(Items from a dataset)

= = =

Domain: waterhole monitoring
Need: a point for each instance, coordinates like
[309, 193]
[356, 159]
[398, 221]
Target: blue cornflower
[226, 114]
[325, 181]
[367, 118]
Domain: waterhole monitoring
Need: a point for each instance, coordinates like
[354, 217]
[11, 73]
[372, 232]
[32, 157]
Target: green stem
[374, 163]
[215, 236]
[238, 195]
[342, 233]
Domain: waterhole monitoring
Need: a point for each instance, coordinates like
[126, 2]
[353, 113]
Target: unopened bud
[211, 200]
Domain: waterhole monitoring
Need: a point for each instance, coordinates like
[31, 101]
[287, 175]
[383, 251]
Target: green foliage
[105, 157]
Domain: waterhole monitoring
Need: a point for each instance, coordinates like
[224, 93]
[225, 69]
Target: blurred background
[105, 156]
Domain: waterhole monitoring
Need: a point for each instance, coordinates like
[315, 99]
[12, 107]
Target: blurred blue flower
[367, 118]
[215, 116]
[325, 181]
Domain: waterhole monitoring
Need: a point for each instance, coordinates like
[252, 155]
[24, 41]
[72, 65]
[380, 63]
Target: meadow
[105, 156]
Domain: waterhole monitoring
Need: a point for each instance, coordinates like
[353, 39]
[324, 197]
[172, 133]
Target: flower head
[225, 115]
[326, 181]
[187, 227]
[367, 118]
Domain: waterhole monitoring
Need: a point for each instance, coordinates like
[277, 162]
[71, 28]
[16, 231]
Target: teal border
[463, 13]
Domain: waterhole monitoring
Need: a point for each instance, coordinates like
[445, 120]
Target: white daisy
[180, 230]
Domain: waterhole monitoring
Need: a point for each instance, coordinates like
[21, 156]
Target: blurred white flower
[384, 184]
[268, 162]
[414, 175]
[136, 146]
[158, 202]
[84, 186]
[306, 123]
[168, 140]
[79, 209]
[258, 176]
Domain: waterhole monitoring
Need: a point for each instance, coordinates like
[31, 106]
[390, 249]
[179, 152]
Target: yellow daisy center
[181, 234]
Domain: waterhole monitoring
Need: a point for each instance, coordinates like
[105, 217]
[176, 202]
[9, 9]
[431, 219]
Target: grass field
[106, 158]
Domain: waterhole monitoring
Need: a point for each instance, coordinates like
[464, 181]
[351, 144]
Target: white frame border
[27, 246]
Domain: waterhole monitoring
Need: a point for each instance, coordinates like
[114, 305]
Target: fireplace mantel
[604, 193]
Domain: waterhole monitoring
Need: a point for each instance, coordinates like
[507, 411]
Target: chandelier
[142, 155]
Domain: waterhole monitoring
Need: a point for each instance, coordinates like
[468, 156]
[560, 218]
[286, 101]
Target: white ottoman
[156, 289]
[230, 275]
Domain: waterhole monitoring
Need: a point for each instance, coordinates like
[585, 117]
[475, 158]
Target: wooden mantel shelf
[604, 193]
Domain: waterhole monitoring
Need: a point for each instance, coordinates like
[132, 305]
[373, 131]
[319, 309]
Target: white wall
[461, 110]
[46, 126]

= = =

• [Task to carry out]
Each record is to be reproduced exactly as it appears.

• [Response area]
Domain: waterhole monitoring
Need: a point for each instance, coordinates like
[309, 193]
[356, 159]
[398, 221]
Target: blue cornflower
[226, 114]
[325, 181]
[367, 118]
Domain: waterhole monitoring
Need: a point for each instance, coordinates like
[354, 217]
[11, 73]
[372, 232]
[32, 157]
Target: green stem
[374, 163]
[215, 236]
[238, 195]
[342, 233]
Domain: waterhole monitoring
Need: a point for each instance, coordinates like
[126, 2]
[353, 113]
Target: unopened bud
[211, 200]
Domain: waterhole monitoring
Need: a point for each instance, coordinates like
[31, 101]
[287, 175]
[383, 251]
Target: green foliage
[105, 157]
Domain: waterhole monitoring
Need: a point for each instance, coordinates like
[224, 93]
[225, 69]
Target: blurred background
[105, 156]
Domain: waterhole monitoring
Need: a point for each instance, coordinates like
[315, 99]
[12, 107]
Target: blurred blue flower
[367, 118]
[215, 116]
[325, 181]
Domain: waterhole monitoring
Need: a point for each instance, coordinates like
[252, 155]
[24, 41]
[72, 65]
[380, 63]
Target: meadow
[105, 156]
Domain: waterhole monitoring
Need: a point for each instance, coordinates like
[353, 39]
[324, 197]
[172, 133]
Target: flower head
[225, 115]
[326, 181]
[187, 227]
[367, 118]
Domain: waterhole monitoring
Need: a point for each instance, coordinates like
[277, 162]
[71, 28]
[16, 231]
Target: teal border
[463, 13]
Domain: waterhole monitoring
Need: a point for each instance, coordinates like
[445, 120]
Target: white daisy
[180, 230]
Domain: waterhole monitoring
Need: a point for each instance, coordinates like
[21, 156]
Target: blurred white flower
[384, 184]
[268, 162]
[414, 175]
[136, 146]
[158, 202]
[84, 186]
[306, 123]
[168, 140]
[79, 209]
[258, 176]
Domain: waterhole monitoring
Need: a point for each instance, coordinates like
[31, 106]
[390, 249]
[179, 152]
Target: yellow daisy center
[181, 234]
Domain: waterhole monitoring
Need: a point for each instance, coordinates like
[105, 217]
[176, 202]
[9, 9]
[431, 219]
Target: grass field
[106, 158]
Domain: waterhole monitoring
Need: a point for each instance, coordinates like
[464, 181]
[351, 144]
Target: white frame border
[27, 246]
Domain: waterhole monitoring
Need: a point for each instance, coordinates like
[114, 305]
Target: fireplace mantel
[604, 193]
Domain: waterhole monitoring
Need: a point for each instance, coordinates like
[507, 411]
Target: chandelier
[142, 155]
Domain: waterhole monitoring
Need: a point for each instance, coordinates like
[468, 156]
[560, 218]
[286, 101]
Target: white ottoman
[156, 289]
[230, 275]
Domain: waterhole monitoring
Need: a point for each instance, coordinates like
[585, 117]
[475, 158]
Target: wooden mantel shelf
[604, 193]
Domain: waterhole monitoring
Need: a point for each instance, coordinates like
[132, 305]
[373, 131]
[319, 309]
Target: white wall
[461, 110]
[46, 126]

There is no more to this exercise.